Passage shown:
□ □ □
The catharsis that comes from putting pen to paper is indescribable. It seems, however, that the last few things I’ve written that truly came from the heart were in response to the passing of someone we knew. I’m not happy about that, but I don’t know how to react other than to get my thoughts down in writing as an attempt to give them some degree of permanence.
The relationships we create and foster in our lives influence us in a myriad of ways that we may not see or realize until later. I would like to share with you, dear reader, the little that I knew of a great guy who lost his battle with cancer today.
I met my wife in Florida in the early 2000s. When we started dating, her best friend Laura had been married for several years to her husband Shawn. As the natural progression goes among friends, we set up a double date so I could meet Shawn.
□ □ □
Entries shown:
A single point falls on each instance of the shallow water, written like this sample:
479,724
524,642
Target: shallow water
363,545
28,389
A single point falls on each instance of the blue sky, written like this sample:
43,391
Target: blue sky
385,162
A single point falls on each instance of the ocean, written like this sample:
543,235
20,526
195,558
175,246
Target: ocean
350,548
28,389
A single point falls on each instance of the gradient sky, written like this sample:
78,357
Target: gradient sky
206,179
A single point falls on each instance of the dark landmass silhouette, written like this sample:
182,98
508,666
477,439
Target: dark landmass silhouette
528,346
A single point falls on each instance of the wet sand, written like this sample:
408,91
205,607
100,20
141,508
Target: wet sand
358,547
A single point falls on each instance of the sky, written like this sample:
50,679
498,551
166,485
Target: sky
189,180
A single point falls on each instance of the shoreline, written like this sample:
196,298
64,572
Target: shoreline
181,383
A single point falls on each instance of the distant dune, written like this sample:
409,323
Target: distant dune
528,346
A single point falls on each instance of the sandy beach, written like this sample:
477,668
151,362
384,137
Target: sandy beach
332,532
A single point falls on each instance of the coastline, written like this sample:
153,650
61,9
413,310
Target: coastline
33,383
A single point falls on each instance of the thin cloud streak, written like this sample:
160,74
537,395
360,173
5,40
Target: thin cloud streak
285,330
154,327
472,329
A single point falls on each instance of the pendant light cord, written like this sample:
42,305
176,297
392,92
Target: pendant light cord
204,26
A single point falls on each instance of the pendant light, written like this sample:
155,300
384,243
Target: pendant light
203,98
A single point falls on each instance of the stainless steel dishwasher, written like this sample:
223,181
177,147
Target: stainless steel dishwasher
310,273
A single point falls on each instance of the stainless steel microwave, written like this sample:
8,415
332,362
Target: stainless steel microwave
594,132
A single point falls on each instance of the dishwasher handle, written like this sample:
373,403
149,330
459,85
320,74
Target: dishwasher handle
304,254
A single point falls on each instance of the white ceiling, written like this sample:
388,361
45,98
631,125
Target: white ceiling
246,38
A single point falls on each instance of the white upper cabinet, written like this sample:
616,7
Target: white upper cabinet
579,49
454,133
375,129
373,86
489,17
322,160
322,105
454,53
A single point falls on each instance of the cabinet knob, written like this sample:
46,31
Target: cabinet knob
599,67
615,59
□ □ □
Task list:
• 1. Using the remembrance essay, state whether each statement is true (yes or no), and quote the words that decide it.
(a) The writer met their wife in Florida in the early 2000s.
(b) Laura and Shawn had only recently married when the writer began dating their wife.
(c) The man being remembered died of cancer.
• 2. Answer these from the remembrance essay:
(a) What does the writer call indescribable?
(b) How was Laura related to the writer's wife?
(c) What was arranged so the writer could meet Shawn?

Your written answers:
• 1.
(a) Yes: "I met my wife in Florida in the early 2000s."
(b) No: "her best friend Laura had been married for several years to her husband Shawn."
(c) Yes: "a great guy who lost his battle with cancer today."

• 2.
(a) The catharsis that comes from putting pen to paper.
(b) She was her best friend.
(c) A double date.